-- start Reading text --
The Naismith College Player of the Year is an annual basketball award given by the Atlanta Tipoff Club to the top men's and women's collegiate basketball players. It is named in honor of Dr. James Naismith, the inventor of basketball.

History and selection
First awarded exclusively to male players in 1969, the award was expanded to include female players in 1983. Annually before the college season begins in November, a "watchlist" consisting of 50 players is chosen by the Atlanta Tipoff Club board of selectors, comprising head coaches, administrators and media members from across the United States. By February, the list of nominees is narrowed down to 30 players based on performance. In March, four out of the 30 players are selected as finalists and are placed in the final ballot. The final winners are selected in April by both the board of selectors and fan voting via text messaging. The winners receive the Naismith Trophy.

Since its beginning in 1969, the trophy has been awarded to 44 male players and 24 female players. Lew Alcindor of the University of California, Los Angeles (UCLA) and Anne Donovan of Old Dominion University were the first winners, respectively. Bill Walton of UCLA and Ralph Sampson of the University of Virginia have been the only men to win this award multiple times, with both winning three times. Eight women in all have won this award multiple times. Cheryl Miller of the University of Southern California and Breanna Stewart of the University of Connecticut (UConn) are the only three-time winners, while seven others have won it twice: Clarissa Davis of the University of Texas, Dawn Staley of the University of Virginia, Chamique Holdsclaw of the University of Tennessee, Diana Taurasi and Maya Moore of UConn, Seimone Augustus of Louisiana State University, and Brittney Griner of Baylor University. Davis and Moore are the only players of either sex to have won multiple times in non-consecutive years.
-- end Reading text --
Translate this sentence from the Naismith award passage above into Spanish: "By February, the list of nominees is narrowed down to 30 players based on performance."
-- start Information provided --
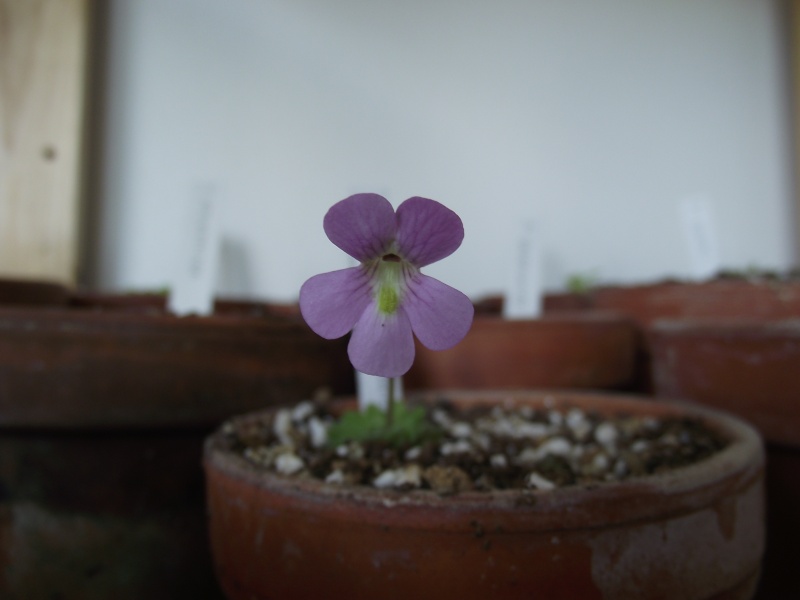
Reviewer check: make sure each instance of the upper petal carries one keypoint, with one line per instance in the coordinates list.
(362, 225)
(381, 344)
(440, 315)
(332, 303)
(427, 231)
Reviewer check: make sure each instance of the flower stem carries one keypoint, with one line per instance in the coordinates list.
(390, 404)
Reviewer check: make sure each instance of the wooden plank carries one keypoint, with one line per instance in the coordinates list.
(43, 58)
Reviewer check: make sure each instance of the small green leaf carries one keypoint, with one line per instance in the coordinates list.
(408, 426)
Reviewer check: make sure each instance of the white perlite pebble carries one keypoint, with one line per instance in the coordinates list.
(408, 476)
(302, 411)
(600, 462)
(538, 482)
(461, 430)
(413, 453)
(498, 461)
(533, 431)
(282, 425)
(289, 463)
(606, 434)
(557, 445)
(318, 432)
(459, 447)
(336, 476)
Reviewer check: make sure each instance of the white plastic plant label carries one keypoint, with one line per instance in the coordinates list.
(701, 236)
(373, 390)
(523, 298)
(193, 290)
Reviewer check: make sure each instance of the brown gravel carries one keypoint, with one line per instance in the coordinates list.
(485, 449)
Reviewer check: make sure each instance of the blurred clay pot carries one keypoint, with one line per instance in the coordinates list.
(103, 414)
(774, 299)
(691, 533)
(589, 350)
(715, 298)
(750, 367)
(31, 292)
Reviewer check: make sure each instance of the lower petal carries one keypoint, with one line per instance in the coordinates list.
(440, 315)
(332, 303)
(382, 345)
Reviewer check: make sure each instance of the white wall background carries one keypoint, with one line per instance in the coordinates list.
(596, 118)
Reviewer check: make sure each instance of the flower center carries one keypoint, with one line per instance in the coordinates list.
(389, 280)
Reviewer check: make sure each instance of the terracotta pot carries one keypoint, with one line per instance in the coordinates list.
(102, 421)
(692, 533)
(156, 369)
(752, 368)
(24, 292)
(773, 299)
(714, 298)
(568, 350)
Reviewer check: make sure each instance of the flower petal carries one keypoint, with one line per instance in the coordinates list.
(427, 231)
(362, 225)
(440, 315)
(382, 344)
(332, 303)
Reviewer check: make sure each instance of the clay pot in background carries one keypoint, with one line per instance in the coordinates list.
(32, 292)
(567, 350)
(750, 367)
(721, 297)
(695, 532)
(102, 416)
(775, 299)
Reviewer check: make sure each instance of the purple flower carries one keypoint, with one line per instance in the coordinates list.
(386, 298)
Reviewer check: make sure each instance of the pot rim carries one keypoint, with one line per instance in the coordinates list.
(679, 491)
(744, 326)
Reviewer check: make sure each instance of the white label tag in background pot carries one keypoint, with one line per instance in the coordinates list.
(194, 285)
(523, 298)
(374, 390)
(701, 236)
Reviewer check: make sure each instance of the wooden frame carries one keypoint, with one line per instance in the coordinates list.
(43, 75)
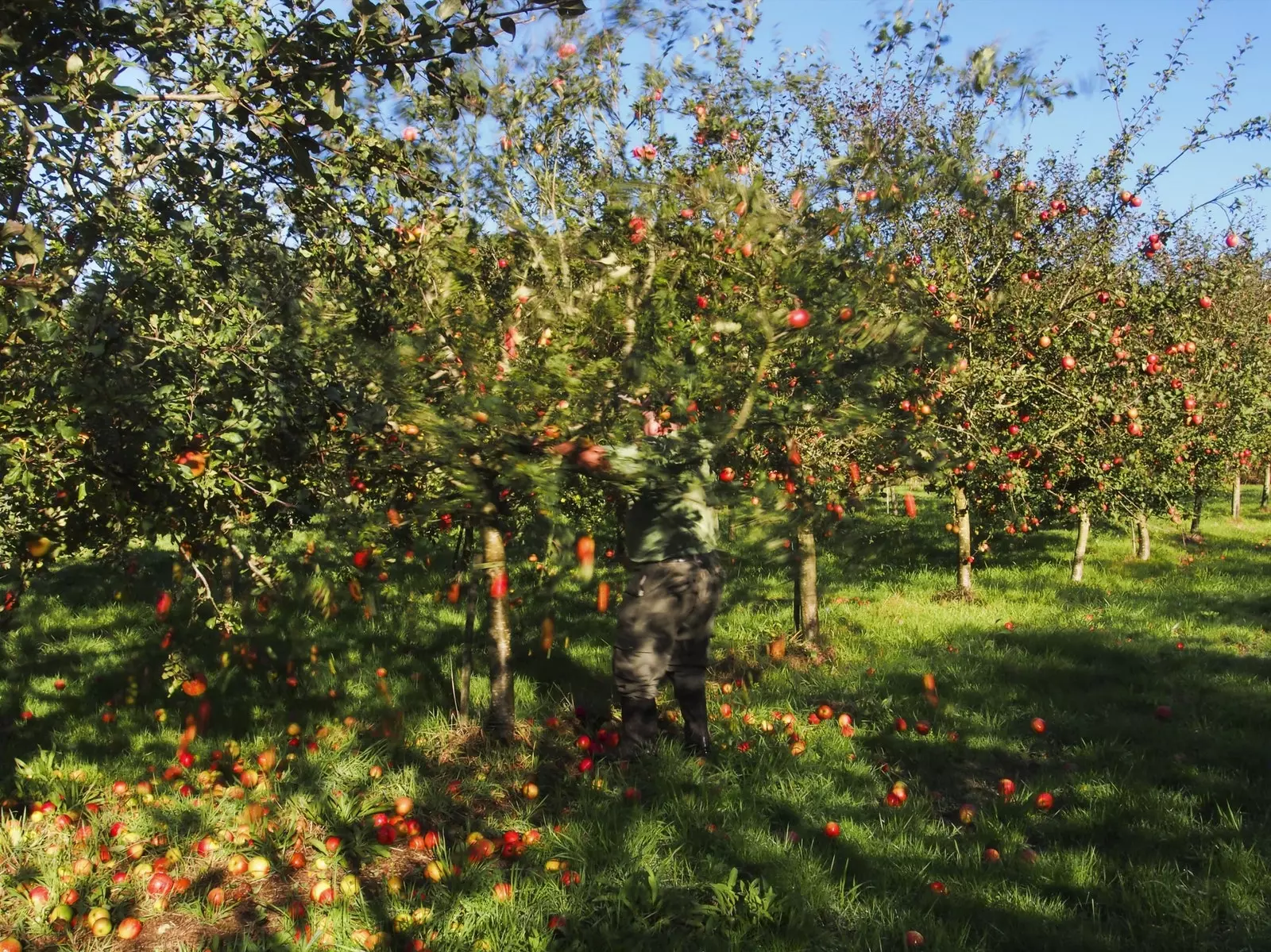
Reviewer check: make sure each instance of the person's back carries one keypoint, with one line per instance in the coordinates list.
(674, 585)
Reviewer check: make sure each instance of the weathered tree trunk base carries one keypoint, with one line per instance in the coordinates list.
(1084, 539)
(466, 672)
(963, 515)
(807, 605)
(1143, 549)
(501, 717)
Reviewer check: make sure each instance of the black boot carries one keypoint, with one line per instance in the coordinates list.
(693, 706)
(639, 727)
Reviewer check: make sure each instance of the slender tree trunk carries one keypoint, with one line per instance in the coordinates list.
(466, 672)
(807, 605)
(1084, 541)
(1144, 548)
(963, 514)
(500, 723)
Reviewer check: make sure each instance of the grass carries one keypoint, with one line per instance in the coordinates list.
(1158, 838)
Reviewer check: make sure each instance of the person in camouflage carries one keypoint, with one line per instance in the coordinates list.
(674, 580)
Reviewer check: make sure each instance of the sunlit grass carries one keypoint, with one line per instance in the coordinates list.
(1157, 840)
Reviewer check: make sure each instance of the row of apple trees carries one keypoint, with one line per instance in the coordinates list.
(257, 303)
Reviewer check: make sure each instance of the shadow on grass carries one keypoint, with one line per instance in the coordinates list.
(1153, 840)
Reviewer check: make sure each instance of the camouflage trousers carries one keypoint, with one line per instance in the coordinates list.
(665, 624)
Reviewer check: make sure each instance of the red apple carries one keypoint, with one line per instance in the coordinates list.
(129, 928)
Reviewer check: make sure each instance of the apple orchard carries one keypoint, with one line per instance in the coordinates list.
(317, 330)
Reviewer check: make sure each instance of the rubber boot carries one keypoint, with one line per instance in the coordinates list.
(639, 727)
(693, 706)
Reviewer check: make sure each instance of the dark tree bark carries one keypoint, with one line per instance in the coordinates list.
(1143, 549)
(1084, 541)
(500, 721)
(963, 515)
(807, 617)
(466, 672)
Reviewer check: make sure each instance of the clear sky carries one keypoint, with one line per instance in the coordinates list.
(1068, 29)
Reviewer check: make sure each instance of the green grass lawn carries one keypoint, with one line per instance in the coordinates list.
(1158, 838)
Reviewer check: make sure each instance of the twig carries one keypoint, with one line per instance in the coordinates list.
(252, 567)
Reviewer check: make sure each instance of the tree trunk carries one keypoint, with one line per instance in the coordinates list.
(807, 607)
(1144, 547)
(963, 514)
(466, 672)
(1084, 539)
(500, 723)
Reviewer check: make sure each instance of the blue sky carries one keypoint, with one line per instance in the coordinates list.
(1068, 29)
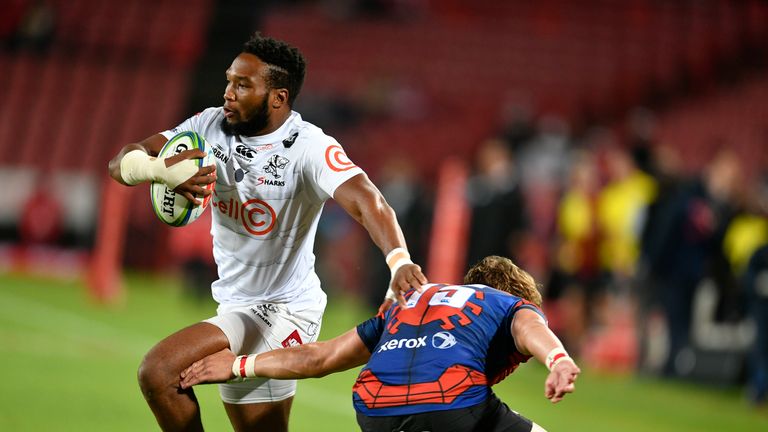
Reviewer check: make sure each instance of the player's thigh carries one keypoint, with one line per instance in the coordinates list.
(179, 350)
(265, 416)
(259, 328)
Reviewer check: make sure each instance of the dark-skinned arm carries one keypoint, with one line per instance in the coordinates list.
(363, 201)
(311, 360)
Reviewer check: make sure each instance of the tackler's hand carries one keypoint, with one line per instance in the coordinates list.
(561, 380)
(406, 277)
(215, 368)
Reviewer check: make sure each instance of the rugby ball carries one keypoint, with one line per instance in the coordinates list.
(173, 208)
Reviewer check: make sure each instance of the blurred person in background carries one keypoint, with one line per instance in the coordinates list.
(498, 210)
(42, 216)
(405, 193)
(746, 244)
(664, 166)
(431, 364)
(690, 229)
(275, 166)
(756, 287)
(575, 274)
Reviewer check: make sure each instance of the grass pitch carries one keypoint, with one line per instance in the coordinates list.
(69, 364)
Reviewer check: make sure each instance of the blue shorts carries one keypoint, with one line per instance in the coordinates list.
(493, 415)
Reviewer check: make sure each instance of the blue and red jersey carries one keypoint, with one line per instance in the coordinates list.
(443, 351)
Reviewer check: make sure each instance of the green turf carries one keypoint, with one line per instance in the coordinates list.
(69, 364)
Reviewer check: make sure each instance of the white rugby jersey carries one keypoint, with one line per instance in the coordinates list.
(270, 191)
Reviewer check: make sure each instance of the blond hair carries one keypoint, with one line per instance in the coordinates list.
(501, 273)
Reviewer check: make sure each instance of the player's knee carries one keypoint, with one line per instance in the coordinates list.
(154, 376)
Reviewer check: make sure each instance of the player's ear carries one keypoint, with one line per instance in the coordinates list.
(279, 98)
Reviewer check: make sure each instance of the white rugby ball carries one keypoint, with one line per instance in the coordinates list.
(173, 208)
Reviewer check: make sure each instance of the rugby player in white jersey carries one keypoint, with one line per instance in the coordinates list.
-- end Information provided --
**Finished task:** Para febrero, la lista de nominados se reduce a 30 jugadores según su rendimiento.